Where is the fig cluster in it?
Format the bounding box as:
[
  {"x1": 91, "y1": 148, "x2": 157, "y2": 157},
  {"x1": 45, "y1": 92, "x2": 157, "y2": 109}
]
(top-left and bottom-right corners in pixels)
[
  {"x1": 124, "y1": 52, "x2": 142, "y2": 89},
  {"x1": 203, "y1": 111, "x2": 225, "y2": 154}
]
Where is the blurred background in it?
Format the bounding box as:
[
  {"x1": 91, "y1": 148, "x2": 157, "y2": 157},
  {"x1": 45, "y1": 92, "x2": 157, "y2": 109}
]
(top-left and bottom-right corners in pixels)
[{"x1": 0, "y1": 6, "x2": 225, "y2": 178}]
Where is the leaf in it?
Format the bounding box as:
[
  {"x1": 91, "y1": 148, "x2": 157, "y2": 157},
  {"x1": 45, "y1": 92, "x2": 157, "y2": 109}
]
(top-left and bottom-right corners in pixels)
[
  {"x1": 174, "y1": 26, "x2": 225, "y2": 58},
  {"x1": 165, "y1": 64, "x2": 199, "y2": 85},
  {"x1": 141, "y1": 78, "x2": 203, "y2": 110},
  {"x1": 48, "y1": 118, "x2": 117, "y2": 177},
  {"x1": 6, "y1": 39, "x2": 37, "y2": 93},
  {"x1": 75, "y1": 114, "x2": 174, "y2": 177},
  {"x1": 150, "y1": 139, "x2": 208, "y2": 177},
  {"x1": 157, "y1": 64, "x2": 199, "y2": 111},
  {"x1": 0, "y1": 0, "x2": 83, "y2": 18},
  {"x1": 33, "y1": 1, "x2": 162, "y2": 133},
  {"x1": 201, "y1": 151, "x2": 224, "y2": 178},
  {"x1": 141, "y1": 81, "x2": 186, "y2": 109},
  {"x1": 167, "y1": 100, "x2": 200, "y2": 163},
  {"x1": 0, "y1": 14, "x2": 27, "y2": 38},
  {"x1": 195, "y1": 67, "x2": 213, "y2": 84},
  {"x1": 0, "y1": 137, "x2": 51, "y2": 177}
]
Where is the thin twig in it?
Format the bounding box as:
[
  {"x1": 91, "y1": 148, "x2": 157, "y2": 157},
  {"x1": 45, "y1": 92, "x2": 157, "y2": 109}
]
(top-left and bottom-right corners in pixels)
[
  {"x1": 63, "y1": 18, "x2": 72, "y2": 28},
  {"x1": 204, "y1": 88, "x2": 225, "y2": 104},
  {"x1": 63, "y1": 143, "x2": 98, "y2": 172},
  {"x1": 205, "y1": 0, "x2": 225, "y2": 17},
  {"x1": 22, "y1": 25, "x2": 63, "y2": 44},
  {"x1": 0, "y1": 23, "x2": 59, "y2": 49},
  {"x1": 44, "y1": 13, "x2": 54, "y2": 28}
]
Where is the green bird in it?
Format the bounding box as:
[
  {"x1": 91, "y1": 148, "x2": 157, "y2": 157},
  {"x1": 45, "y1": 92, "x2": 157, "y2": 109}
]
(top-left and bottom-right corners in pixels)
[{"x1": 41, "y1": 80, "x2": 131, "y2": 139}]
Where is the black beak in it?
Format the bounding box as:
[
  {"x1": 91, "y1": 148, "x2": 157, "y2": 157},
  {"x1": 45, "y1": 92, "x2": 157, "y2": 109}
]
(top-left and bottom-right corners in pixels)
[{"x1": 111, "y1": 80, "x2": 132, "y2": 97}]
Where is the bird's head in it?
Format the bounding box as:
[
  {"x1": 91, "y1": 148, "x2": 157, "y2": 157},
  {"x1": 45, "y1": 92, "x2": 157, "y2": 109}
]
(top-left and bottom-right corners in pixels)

:::::

**Given instruction**
Please repeat the listing above, switching every "bounding box" to "enclosing box" and leaving everything else unchanged.

**Answer to the task**
Where is the fig cluster in it?
Format the enclosing box as:
[
  {"x1": 91, "y1": 148, "x2": 157, "y2": 157},
  {"x1": 45, "y1": 92, "x2": 157, "y2": 109}
]
(top-left and bottom-right corners in pixels)
[
  {"x1": 124, "y1": 52, "x2": 142, "y2": 89},
  {"x1": 203, "y1": 111, "x2": 225, "y2": 154}
]
Where is the blurred background in it?
Format the enclosing box as:
[
  {"x1": 91, "y1": 148, "x2": 157, "y2": 157},
  {"x1": 45, "y1": 92, "x2": 157, "y2": 109}
]
(top-left and bottom-right corners in pixels)
[{"x1": 0, "y1": 6, "x2": 225, "y2": 178}]
Where is the leaf in it?
Format the enclosing box as:
[
  {"x1": 91, "y1": 148, "x2": 157, "y2": 157},
  {"x1": 45, "y1": 92, "x2": 157, "y2": 109}
]
(top-left and bottom-right corners in pixels)
[
  {"x1": 174, "y1": 26, "x2": 225, "y2": 58},
  {"x1": 165, "y1": 64, "x2": 199, "y2": 85},
  {"x1": 141, "y1": 78, "x2": 203, "y2": 110},
  {"x1": 48, "y1": 118, "x2": 117, "y2": 177},
  {"x1": 6, "y1": 39, "x2": 37, "y2": 93},
  {"x1": 75, "y1": 114, "x2": 174, "y2": 177},
  {"x1": 150, "y1": 139, "x2": 208, "y2": 177},
  {"x1": 157, "y1": 64, "x2": 199, "y2": 111},
  {"x1": 0, "y1": 0, "x2": 83, "y2": 18},
  {"x1": 33, "y1": 1, "x2": 162, "y2": 133},
  {"x1": 201, "y1": 151, "x2": 224, "y2": 178},
  {"x1": 141, "y1": 81, "x2": 186, "y2": 109},
  {"x1": 167, "y1": 100, "x2": 200, "y2": 163},
  {"x1": 0, "y1": 14, "x2": 27, "y2": 38},
  {"x1": 195, "y1": 67, "x2": 213, "y2": 84},
  {"x1": 0, "y1": 137, "x2": 51, "y2": 177}
]
Where is the thin twig in it?
Format the enclosing box as:
[
  {"x1": 91, "y1": 148, "x2": 157, "y2": 157},
  {"x1": 45, "y1": 92, "x2": 157, "y2": 109}
]
(top-left and bottom-right corners in pixels)
[
  {"x1": 63, "y1": 18, "x2": 72, "y2": 28},
  {"x1": 204, "y1": 88, "x2": 225, "y2": 104},
  {"x1": 63, "y1": 143, "x2": 98, "y2": 172},
  {"x1": 205, "y1": 0, "x2": 225, "y2": 17},
  {"x1": 22, "y1": 25, "x2": 63, "y2": 44},
  {"x1": 0, "y1": 23, "x2": 59, "y2": 49},
  {"x1": 44, "y1": 13, "x2": 54, "y2": 28}
]
Where is the green bird in it?
Format the enclosing box as:
[
  {"x1": 91, "y1": 148, "x2": 157, "y2": 157},
  {"x1": 45, "y1": 92, "x2": 157, "y2": 109}
]
(top-left and bottom-right corners in pixels)
[{"x1": 41, "y1": 80, "x2": 131, "y2": 139}]
Where is the black beak in it?
Format the enclosing box as:
[
  {"x1": 91, "y1": 148, "x2": 157, "y2": 157},
  {"x1": 45, "y1": 92, "x2": 157, "y2": 109}
]
(top-left and bottom-right corners in pixels)
[{"x1": 111, "y1": 80, "x2": 132, "y2": 97}]
Where is the bird's head in it?
Format the enclosing box as:
[
  {"x1": 91, "y1": 148, "x2": 157, "y2": 157},
  {"x1": 45, "y1": 92, "x2": 157, "y2": 109}
]
(top-left and bottom-right corners in pixels)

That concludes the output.